[AIM OF THE EXERCISE]
Reply with one number: the count of lines in the data that hold the string "rough".

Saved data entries

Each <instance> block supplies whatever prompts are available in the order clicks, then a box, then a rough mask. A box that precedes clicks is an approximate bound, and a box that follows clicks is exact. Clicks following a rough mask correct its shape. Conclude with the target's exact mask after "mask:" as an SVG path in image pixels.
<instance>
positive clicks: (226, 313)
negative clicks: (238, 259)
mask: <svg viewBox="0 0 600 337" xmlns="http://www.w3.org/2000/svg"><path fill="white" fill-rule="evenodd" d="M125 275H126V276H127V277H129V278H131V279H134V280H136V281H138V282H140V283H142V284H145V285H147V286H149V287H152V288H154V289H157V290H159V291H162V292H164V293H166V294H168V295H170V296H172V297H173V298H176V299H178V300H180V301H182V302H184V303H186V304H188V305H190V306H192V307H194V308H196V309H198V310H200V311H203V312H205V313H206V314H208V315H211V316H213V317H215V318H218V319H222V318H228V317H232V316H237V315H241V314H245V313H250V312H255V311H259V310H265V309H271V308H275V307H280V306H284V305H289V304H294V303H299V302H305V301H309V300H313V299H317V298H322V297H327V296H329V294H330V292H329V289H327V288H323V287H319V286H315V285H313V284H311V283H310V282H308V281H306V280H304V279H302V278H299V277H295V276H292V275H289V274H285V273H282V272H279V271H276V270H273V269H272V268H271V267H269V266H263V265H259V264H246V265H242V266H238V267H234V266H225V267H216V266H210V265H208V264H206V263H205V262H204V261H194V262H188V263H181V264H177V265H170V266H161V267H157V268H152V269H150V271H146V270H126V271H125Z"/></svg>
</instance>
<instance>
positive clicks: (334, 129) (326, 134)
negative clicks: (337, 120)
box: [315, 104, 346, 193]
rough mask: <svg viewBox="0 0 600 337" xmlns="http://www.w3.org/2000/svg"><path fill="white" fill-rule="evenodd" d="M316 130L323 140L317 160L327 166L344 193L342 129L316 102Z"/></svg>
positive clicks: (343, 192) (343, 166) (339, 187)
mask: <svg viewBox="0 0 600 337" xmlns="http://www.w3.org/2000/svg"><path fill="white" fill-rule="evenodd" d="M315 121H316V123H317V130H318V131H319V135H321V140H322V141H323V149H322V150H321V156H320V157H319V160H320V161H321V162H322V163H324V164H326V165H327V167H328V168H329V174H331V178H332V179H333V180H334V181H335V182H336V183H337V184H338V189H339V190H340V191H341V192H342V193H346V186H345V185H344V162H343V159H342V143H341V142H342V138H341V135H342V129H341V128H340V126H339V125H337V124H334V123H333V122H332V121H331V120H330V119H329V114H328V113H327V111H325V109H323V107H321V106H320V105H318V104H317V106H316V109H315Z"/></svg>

[SOLUTION]
2